» TEXT BLOCK:
☆ ☆ ☆ ☆
As for Mercy, paraffin formed part of the top layer of their githeri, which was the school’s staple food.

“We had no option but to eat it, especially since we neither had a school canteen, nor were we allowed to carry any edibles to school,” she recalls with a shrug.

Not that having a school canteen changed matters.

“We had a school canteen, alright, but the snacks they sold were not sufficient to keep one full for long, hence the need to rely on school food. And, of course, there were some meals we would never miss like Sunday supper. It was rice and meat- heavenly. But the meat was always sparingly garnished with paraffin,” says Moses, fanning his nostrils unconsciously.

“I had just joined Form One when I smelt paraffin in food for the first time. The matron had summoned me to the kitchen and in my naiveté, I assumed the paraffin was used to cook our food. I don’t know why I never connected it with the taste in my food at supper time.

“A week later, I noticed that I was not getting erections in the mornings as usual. That was enough reason for alarm. So I brought the subject up during break with my friends. It was funny the way all of us were worried about the whole thing until a senior student laughingly told us that it was as a result of the paraffin we consumed in our food,” explains Joe.

In Joe’s opinion the paraffin works.

“It is about a man’s ego and self-esteem. There is no way you are going to approach a girl when you know you cannot get it up!” jokes Joe.

But Joshua scoffs at the idea that paraffin was any good: “Paraffin did not make us desire sex any less. It was the fact that I was in an all boys’ school that made it difficult for us to meet and hit on girls that often. But we dreamt about girls all the time. In fact, for those of us who were lucky to ‘score’ during the holidays, all the paraffin that we had imbibed in school was no deterrence!

Mildred says she only came to learn that the paraffin was meant to reduce pregnancy rates in school from her schoolmates. But she says its efficacy can’t be quantified, at least in her case, because she’d never had sex before and, therefore, couldn’t miss something she had never tasted.

Liz, a graphic designer, remembers tasting paraffin when she was in a primary boarding school for girls, and all the way to high school.

 “There could be something to it because in high school, four of my classmates came back to school after the December holiday pregnant. Maybe that was because they were not getting paraffin in their meals at home and their hormones went haywire!” she quips, adding that girls whose families were well off, smuggled sex toys into the school anyway.
☆ ☆ ☆ ☆
» EXTRACTED MATERIAL:
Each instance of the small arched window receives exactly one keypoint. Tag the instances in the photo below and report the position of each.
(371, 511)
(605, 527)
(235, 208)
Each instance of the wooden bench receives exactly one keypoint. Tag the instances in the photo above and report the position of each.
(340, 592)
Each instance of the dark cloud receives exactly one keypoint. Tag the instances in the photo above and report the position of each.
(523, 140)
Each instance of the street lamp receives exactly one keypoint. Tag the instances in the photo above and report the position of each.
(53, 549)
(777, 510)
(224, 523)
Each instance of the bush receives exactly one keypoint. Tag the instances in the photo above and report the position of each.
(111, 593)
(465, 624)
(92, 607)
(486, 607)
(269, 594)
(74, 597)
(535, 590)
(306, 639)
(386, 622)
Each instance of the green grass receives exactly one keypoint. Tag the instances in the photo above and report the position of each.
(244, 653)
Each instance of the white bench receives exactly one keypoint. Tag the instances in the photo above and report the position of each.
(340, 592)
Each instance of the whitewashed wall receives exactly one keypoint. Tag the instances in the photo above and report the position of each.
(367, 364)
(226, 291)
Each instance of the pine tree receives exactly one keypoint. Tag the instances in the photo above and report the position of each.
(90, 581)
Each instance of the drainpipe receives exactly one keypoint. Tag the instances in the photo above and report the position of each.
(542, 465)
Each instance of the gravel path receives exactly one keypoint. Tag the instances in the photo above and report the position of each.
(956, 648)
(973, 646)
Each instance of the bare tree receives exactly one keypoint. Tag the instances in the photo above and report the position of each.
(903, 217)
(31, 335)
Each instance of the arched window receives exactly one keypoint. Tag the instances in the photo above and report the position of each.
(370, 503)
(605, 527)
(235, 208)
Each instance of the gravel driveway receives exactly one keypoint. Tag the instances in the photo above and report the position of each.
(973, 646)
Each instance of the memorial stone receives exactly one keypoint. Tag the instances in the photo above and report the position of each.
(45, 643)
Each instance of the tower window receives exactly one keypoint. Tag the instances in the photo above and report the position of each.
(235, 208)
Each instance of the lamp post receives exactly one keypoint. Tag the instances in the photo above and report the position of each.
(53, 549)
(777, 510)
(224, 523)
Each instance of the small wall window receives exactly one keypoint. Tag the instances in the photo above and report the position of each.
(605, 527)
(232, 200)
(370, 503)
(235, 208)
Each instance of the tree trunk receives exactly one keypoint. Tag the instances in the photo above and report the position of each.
☆ ☆ ☆ ☆
» TASKS TO COMPLETE:
[1] Please give the stretch of the paraffin article from "But Joshua scoffs" through "was no deterrence!" again, changing "holidays" to "vacations".
[2] In the paraffin article, what did Mildred learn from her schoolmates that the paraffin was meant to do?
[3] Shorten the paragraph of the paraffin article that begins "A week later, I noticed" while keeping its main facts.

» COMPLETE ANSWERS:
[1]
But Joshua scoffs at the idea that paraffin was any good: “Paraffin did not make us desire sex any less. It was the fact that I was in an all boys’ school that made it difficult for us to meet and hit on girls that often. But we dreamt about girls all the time. In fact, for those of us who were lucky to ‘score’ during the vacations, all the paraffin that we had imbibed in school was no deterrence!

[2] It was meant to reduce pregnancy rates in school.

[3] A week later, Joe noticed the usual morning erections had stopped and raised the alarm with friends during break. They were all worried until a senior student laughingly told them it came from the paraffin in their food.